TO-DO LIST:
(1) Using the guidance on taxing the holder of a share-linked security, explain in one to three sentences why accounting credits and debits may arise in each period of account.
(2) State whether each statement agrees with the guidance on taxing the holder of a share-linked security. Answer yes or no, and quote the deciding words.
(a) The guidance applies to periods of account beginning on or after 1 January 2005.
(b) The derivative is to be taxed under FA02/SCH26.
(c) Under the normal operation of FA02/SCH26, the debits and credits from a contract for differences would be treated as capital.
(3) Write the next part of the guidance on taxing the holder of a share-linked security, starting after its last sentence.

-- begin EXTRACT PROVIDED --

CFM16750 - Taxing loan relationships: share-linked securities: taxing the holder
This guidance applies to periods of account beginning on or after 1 January 2005
Holder of a share-linked security: taxing the derivative
See CFM16605 to CFM16650 for an overview of the taxation of “hybrid” securities. CFM16750 to 16775 explain the detailed rules that apply to the holder of a share-linked security.
Accounting treatment
Where a company holding an asset-linked security accounts separately for the derivative (the “contract for differences”), it must recognise any changes in its fair value at each balance sheet date. Accounting credits and debits may therefore arise in each period of account. See the example at CFM16630a.
Tax treatment
FA96/S94A provides for the derivative to be taxed under
FA02/SCH26. Under the normal operation of FA02/SCH26, the debits
and credits arising from a contract for differences would be
treated as income.

-- end EXTRACT PROVIDED --
-- begin RECORDED DATA --

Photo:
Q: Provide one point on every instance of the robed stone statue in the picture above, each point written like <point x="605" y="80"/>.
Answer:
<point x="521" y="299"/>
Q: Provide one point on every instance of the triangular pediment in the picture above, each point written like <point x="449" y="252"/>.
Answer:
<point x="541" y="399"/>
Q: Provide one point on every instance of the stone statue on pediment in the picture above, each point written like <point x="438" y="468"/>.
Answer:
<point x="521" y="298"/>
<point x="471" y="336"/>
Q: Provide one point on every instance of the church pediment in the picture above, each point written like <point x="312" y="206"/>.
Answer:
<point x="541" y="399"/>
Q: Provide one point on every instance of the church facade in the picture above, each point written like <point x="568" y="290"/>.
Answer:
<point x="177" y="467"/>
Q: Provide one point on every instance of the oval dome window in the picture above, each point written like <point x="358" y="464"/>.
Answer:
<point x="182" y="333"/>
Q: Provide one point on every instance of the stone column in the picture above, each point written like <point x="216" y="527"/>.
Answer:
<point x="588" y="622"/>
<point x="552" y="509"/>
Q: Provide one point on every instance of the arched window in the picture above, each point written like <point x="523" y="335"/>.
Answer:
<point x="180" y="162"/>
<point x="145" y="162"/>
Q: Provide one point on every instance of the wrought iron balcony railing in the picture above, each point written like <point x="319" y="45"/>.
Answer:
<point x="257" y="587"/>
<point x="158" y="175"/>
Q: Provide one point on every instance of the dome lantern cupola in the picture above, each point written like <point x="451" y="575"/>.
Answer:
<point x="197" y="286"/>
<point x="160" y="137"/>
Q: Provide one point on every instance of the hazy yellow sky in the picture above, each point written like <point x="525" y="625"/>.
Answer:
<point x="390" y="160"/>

-- end RECORDED DATA --

ANSWERS BELOW:
(1) A company holding an asset-linked security that accounts separately for the derivative must recognize any changes in the derivative's fair value at each balance sheet date. Because those changes are recognized at every balance sheet date, accounting credits and debits may arise in each period of account.

(2)
(a) Yes: "This guidance applies to periods of account beginning on or after 1 January 2005"
(b) Yes: "FA96/S94A provides for the derivative to be taxed under FA02/SCH26"
(c) No: "the debits and credits arising from a contract for differences would be treated as income"

(3)
However subject to certain conditions these credits and
debits, found in accordance with SCH26/PARA15, may be taxed instead
as chargeable gains, or allowable losses, in accordance with
FA02/SCH26/PARA45A. The conditions are at FA02/SCH26/PARA45F. They
are similar, but not identical to, those formerly at FA96/S93, 93A
and 93B.
Where the security does not meet all these conditions, the
credits and debits arising from the derivative are taxed as income
in the usual way. As with FA96/S93, the conditions are restrictive.
Many, if not most, commercial securities where the return is linked
to shares, or to a share index, will not qualify and will be taxed
as normal loan relationships.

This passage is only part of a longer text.